EXCERPTED PASSAGE:
┏━━
The Nobel prize in Physics for 2023 relates to three experiments, each of which provides humanity with new tools for exploring the world of electrons inside atoms and molecules. This could help to advance medical diagnostics.
The three winners are: Pierre Agostini, Ferenc Krausz and Anne L’Huillier. The three scientists have demonstrated a way to create extremely short pulses of light that can be used to measure the rapid processes in which electrons move or change energy. The key is with capturing the wave-formation movement of electrons.
According to the Royal Swedish Academy of Sciences the Nobel Prize in Physics 2023 is:
“For experimental methods that generate attosecond pulses of light for the study of electron dynamics in matter”.
Fast-moving events flow into each other when perceived by humans, just like a film that consists of still images is perceived as continual movement. If scientists wish to investigate really brief events, they require special technology.
In the world of electrons, changes occur in a few tenths of an attosecond – an attosecond is so short that there are as many in one second as there have been seconds since the birth of the universe.
The laureates’ experiments have produced pulses of light so short that they are measured in attoseconds, thus demonstrating that these pulses can be used to provide images of processes inside atoms and molecules.
In 1987, Anne L’Huillier, Lund University, discovered that many different overtones of light arose when she transmitted infrared laser light through a noble gas. Each overtone is a light wave with a given number of cycles for each cycle in the laser light. They are caused by the laser light interacting with atoms in the gas; it gives some electrons extra energy that is then emitted as light. Anne L’Huillier has continued to explore this phenomenon, laying the ground for subsequent breakthroughs.
In 2001, Pierre Agostini, The Ohio State University, succeeded in producing and investigating a series of consecutive light pulses, in which each pulse lasted just 250 attoseconds.
At the same time, Ferenc Krausz (Max Planck Institute of Quantum Optics) was working with another type of experiment, one that made it possible to isolate a single light pulse that lasted 650 attoseconds.
Together the researchers have enabled the investigation of processes that are so rapid they were previously impossible to follow. This opens the door to the world of electrons and advances the field of ‘attosecond physics’, providing an opportunity to understand mechanisms that are governed by electrons.
The potential applications include electronics, for understanding and controlling how electrons behave in a material. Attosecond pulses can also be used to identify different molecules, such as in medical diagnostics.
┗━━
ABOUT THIS TASK: Reproduce word for word the part of the passage on the 2023 Nobel Prize in Physics from "In 1987, Anne" to "just 250 attoseconds.".

RECORDED DATA:
┏━━
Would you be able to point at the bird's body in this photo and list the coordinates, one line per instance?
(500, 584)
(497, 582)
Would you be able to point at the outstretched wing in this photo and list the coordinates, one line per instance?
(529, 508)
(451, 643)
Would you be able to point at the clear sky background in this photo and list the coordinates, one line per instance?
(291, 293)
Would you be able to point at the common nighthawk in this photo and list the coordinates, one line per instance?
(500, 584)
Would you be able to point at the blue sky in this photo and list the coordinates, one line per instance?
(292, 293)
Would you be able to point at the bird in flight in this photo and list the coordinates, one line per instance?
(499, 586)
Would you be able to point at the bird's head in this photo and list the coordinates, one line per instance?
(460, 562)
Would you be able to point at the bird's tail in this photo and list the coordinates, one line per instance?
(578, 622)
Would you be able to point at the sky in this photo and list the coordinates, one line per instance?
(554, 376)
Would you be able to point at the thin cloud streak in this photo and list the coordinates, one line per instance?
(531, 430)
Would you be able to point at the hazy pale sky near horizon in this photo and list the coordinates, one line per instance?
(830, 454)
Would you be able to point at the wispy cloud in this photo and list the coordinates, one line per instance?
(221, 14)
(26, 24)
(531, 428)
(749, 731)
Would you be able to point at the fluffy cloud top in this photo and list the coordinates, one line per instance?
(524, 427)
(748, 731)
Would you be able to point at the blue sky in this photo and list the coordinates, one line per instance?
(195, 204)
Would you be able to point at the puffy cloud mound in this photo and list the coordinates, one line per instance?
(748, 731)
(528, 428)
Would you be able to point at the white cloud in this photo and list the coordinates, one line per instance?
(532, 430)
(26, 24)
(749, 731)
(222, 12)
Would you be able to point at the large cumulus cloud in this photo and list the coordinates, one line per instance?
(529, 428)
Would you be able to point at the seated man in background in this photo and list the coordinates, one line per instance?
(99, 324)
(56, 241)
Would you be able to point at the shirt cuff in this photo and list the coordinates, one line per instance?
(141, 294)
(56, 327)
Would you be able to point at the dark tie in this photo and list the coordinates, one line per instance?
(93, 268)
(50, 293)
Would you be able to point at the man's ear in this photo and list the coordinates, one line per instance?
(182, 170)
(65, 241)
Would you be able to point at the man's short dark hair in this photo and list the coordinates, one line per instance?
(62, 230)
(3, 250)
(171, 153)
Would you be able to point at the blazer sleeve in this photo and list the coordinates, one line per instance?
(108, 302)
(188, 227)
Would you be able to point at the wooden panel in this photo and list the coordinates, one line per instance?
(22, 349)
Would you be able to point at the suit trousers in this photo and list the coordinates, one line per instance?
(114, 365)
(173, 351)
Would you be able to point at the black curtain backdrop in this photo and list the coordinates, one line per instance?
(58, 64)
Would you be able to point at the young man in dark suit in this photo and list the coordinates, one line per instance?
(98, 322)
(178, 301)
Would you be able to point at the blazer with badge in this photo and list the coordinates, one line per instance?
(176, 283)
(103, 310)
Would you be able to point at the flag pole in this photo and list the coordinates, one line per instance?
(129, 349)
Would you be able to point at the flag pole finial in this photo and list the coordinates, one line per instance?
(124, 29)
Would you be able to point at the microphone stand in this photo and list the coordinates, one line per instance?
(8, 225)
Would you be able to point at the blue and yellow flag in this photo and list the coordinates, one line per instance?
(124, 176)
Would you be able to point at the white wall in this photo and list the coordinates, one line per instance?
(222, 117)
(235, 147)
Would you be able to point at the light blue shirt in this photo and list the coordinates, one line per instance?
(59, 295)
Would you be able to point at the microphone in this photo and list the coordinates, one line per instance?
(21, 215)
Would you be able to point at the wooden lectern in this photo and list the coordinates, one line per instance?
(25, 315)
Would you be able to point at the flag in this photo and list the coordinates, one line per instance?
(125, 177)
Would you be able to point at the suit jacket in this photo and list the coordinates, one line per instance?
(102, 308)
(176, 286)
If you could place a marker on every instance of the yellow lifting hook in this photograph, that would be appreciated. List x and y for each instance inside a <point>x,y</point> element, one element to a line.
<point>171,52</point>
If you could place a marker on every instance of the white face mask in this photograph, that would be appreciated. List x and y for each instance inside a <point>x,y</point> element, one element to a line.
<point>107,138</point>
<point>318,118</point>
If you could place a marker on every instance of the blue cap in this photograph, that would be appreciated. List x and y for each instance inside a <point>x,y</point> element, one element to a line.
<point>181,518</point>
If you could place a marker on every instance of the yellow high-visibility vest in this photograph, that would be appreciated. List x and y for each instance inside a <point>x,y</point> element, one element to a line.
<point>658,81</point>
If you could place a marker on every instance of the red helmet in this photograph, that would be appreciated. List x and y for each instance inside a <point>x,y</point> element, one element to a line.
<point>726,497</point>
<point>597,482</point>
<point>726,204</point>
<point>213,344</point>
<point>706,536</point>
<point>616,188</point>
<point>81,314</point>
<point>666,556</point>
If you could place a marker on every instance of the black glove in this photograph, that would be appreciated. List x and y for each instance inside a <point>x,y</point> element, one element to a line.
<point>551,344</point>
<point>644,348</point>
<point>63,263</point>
┗━━
ANSWER TO THE EXERCISE:
In 1987, Anne L’Huillier, Lund University, discovered that many different overtones of light arose when she transmitted infrared laser light through a noble gas. Each overtone is a light wave with a given number of cycles for each cycle in the laser light. They are caused by the laser light interacting with atoms in the gas; it gives some electrons extra energy that is then emitted as light. Anne L’Huillier has continued to explore this phenomenon, laying the ground for subsequent breakthroughs.
In 2001, Pierre Agostini, The Ohio State University, succeeded in producing and investigating a series of consecutive light pulses, in which each pulse lasted just 250 attoseconds.